* _Task statement_: Recast every line of the items below as a numbered list, skipping blank lines. Omit any pictures from your list.

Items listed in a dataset
------------------------------------------------

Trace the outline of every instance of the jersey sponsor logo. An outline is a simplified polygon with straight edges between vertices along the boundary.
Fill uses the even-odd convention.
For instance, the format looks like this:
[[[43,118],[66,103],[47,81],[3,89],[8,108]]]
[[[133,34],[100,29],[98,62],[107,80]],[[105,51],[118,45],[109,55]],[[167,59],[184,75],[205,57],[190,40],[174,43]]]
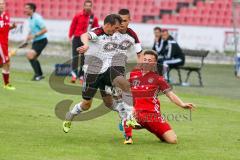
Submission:
[[[103,49],[106,52],[111,52],[111,51],[114,51],[117,47],[118,47],[118,45],[116,43],[109,42],[103,46]]]
[[[148,83],[153,83],[154,79],[153,78],[149,78],[148,79]]]
[[[125,40],[119,44],[119,49],[128,50],[132,45],[133,43],[131,41]]]
[[[140,86],[140,80],[137,80],[137,79],[133,80],[132,85],[133,85],[134,87]]]

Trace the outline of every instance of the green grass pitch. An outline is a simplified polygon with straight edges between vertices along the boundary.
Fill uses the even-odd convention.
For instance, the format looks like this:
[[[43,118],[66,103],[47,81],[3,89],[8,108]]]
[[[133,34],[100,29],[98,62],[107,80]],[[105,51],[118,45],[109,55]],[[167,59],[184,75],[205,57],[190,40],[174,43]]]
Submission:
[[[42,57],[41,61],[48,71],[45,80],[30,81],[30,65],[24,57],[15,57],[11,78],[17,90],[0,88],[0,160],[240,159],[240,80],[233,76],[233,66],[206,65],[203,88],[174,86],[184,101],[198,106],[191,121],[170,121],[179,144],[162,143],[140,130],[134,131],[133,145],[124,145],[119,118],[113,112],[75,122],[70,133],[63,133],[55,105],[63,99],[76,103],[81,96],[53,91],[48,83],[54,66],[50,64],[61,60]],[[195,80],[193,76],[192,83]],[[163,95],[159,98],[162,112],[188,114]],[[94,105],[100,102],[95,100]]]

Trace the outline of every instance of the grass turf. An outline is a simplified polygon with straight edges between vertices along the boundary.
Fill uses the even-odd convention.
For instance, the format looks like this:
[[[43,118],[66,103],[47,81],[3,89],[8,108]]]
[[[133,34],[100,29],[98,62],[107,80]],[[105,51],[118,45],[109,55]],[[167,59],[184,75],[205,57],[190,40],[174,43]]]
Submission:
[[[59,61],[46,57],[41,60],[44,70],[53,66],[49,63]],[[184,101],[198,106],[191,115],[192,120],[170,120],[179,144],[162,143],[149,132],[140,130],[134,132],[134,144],[126,146],[117,127],[118,116],[113,112],[90,121],[75,122],[70,133],[63,133],[62,121],[54,113],[55,106],[63,99],[76,103],[81,96],[53,91],[48,75],[41,82],[30,81],[29,64],[23,57],[16,57],[11,78],[17,90],[0,88],[0,159],[239,159],[240,86],[232,68],[207,65],[203,70],[204,88],[174,87]],[[160,99],[162,112],[189,116],[164,96]],[[100,102],[95,100],[94,105]]]

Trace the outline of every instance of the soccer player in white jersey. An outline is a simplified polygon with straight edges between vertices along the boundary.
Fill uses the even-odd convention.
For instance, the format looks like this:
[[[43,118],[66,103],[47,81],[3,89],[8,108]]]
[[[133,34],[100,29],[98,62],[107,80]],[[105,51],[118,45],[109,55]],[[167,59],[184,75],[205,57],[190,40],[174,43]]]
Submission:
[[[91,32],[81,36],[84,43],[78,48],[79,53],[85,54],[84,66],[84,83],[82,98],[83,101],[76,104],[73,109],[67,113],[66,121],[63,123],[64,132],[70,130],[72,119],[83,111],[91,107],[92,99],[97,89],[100,89],[103,102],[109,108],[114,109],[113,98],[106,93],[106,86],[116,86],[122,89],[122,97],[124,106],[132,110],[132,96],[130,92],[130,84],[124,78],[126,52],[126,38],[119,34],[122,19],[117,14],[108,15],[104,20],[104,26],[96,28]],[[115,34],[116,33],[116,34]],[[89,44],[90,40],[90,44]],[[130,47],[134,41],[128,44]],[[89,47],[90,46],[90,47]],[[135,127],[139,125],[132,115],[128,118],[129,126]]]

------------------------------------------------

* _Exercise solution_:
1. Trace the outline of every instance of the jersey sponsor logo. An outline is a simplified polygon with straight edges between vertices along the boundary.
2. Fill uses the even-odd convention.
3. For instance, the format looks like this:
4. [[[43,118],[66,103],[47,81],[3,89],[8,108]]]
5. [[[133,34],[100,29],[98,62],[107,80]],[[105,51],[118,45],[109,55]],[[167,59],[184,75],[205,57],[190,40],[174,43]]]
6. Submission:
7. [[[103,49],[106,52],[111,52],[111,51],[114,51],[117,47],[118,47],[118,45],[116,43],[109,42],[103,46]]]
8. [[[148,83],[153,83],[154,79],[153,78],[149,78],[148,79]]]
9. [[[125,40],[119,44],[119,49],[128,50],[132,45],[133,43],[131,41]]]
10. [[[140,86],[140,80],[137,80],[137,79],[133,80],[132,85],[133,85],[134,87]]]
11. Trace the outline of every instance of the green grass pitch. An outline is a simplified polygon with straight edges between vertices along the boundary.
12. Fill uses the even-odd convention.
13. For instance, the format looks like this:
14. [[[43,118],[66,103],[47,81],[3,89],[8,108]]]
15. [[[133,34],[100,29],[98,62],[107,80]],[[105,51],[118,45],[109,55]],[[167,59],[184,75],[205,57],[190,40],[174,43]]]
16. Submission:
17. [[[42,57],[41,61],[48,71],[45,80],[30,81],[30,65],[24,57],[15,57],[11,78],[17,90],[0,88],[0,160],[240,159],[240,80],[233,76],[233,66],[206,65],[203,88],[174,86],[184,101],[198,106],[191,121],[170,121],[179,144],[162,143],[140,130],[134,131],[133,145],[124,145],[119,118],[113,112],[75,122],[70,133],[63,133],[55,105],[63,99],[76,103],[81,96],[53,91],[48,83],[54,66],[50,64],[61,60]],[[195,80],[193,76],[192,83]],[[163,95],[159,98],[162,112],[188,114]],[[94,105],[100,102],[95,100]]]
18. Trace the outline of every instance of the grass turf. An outline is a simplified polygon with straight edges between vertices along the boundary.
19. Fill uses the even-odd convention.
20. For instance, the format looks like this:
21. [[[43,118],[66,103],[47,81],[3,89],[8,108]]]
22. [[[133,34],[100,29],[98,62],[107,80]],[[105,51],[118,45],[109,55]],[[167,59],[184,75],[205,57],[190,40],[174,43]]]
23. Submission:
24. [[[59,61],[46,57],[41,60],[44,70],[53,66],[49,63]],[[184,101],[198,106],[191,115],[192,120],[170,120],[179,144],[162,143],[149,132],[140,130],[134,132],[134,144],[126,146],[117,127],[118,116],[113,112],[90,121],[75,122],[70,133],[63,133],[62,121],[54,113],[55,106],[63,99],[76,103],[81,96],[53,91],[48,75],[41,82],[30,81],[29,64],[23,57],[16,57],[11,78],[17,90],[0,88],[0,159],[239,159],[240,86],[232,68],[207,65],[203,70],[204,88],[174,87]],[[160,99],[162,112],[189,116],[164,96]],[[100,102],[95,100],[94,105]]]
25. Trace the outline of every instance of the soccer player in white jersey. An outline is a simplified polygon with straight edges between vertices along the boundary.
26. Fill uses the even-odd convention.
27. For instance, the format looks like this:
28. [[[43,118],[66,103],[47,81],[3,89],[8,108]]]
29. [[[133,34],[100,29],[98,62],[107,80]],[[105,51],[118,45],[109,55]],[[167,59],[184,75],[205,57],[190,40],[174,43]]]
30. Submission:
31. [[[91,32],[81,36],[84,43],[78,48],[79,53],[85,54],[84,66],[84,83],[82,98],[83,101],[76,104],[73,109],[67,113],[66,121],[63,123],[64,132],[70,130],[72,119],[83,111],[91,107],[92,99],[97,89],[100,89],[103,102],[109,108],[114,109],[113,98],[106,93],[106,86],[116,86],[122,89],[122,97],[124,106],[132,110],[132,96],[130,92],[130,84],[124,78],[126,52],[126,38],[119,34],[122,19],[117,14],[108,15],[104,20],[104,26],[96,28]],[[115,34],[116,33],[116,34]],[[89,44],[90,40],[90,44]],[[130,47],[134,41],[128,44]],[[89,47],[90,46],[90,47]],[[135,127],[139,125],[132,115],[128,118],[129,126]]]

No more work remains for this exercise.